▸ **What you need to do**
Reproduce the part of the election text that begins at the words "Tkaczyk was not" and stops after the words "victory? 18 votes.".

▸ **Selection**
The November 6 election: Every Vote Counted

I was as invested in the election of Ceclia Tkaczyk to our NY State Senate as I was in any race this past November. Among other attributes, Cecilia was serving as VP of her school board in Duanesburg (near Albany) at the time of her campaign, and at a point where NY school districts have been restricted by Governor Cuomo in terms of the taxes they can raise to provide programming, have been hit with several years of cuts in funding, and are quite literally being strangled financially under the weight of new mandates, we need someone in Albany who understand what we are going through. (Some of you may know I serve on my local, Onteora School Board.)

It’s not my idea of community representation either: the new New York 46th Senate District, as drawn up by the Republicans. A Democrat won by 18 votes. 

Tkaczyk was not meant to win: our new cigar-shaped District had been re-drawn by and for the Republicans. And when she upset the pollsters and the initial count proved too close to call, her opponent appealed to a judge not to count absentee ballots on technicalities that reminded many of Dade County 2000, including the rejection of ballots by poll workers (who are volunteers, ffs)! Fortunately an appeals court overturned this decision and yesterday, Tkaczyk was sworn in to her Senate seat. Her margin of victory? 18 votes.

▸ **Collected data**

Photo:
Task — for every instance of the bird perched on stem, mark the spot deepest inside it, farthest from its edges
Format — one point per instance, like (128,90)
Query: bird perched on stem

▸ **Answer to the exercise**
Tkaczyk was not meant to win: our new cigar-shaped District had been re-drawn by and for the Republicans. And when she upset the pollsters and the initial count proved too close to call, her opponent appealed to a judge not to count absentee ballots on technicalities that reminded many of Dade County 2000, including the rejection of ballots by poll workers (who are volunteers, ffs)! Fortunately an appeals court overturned this decision and yesterday, Tkaczyk was sworn in to her Senate seat. Her margin of victory? 18 votes.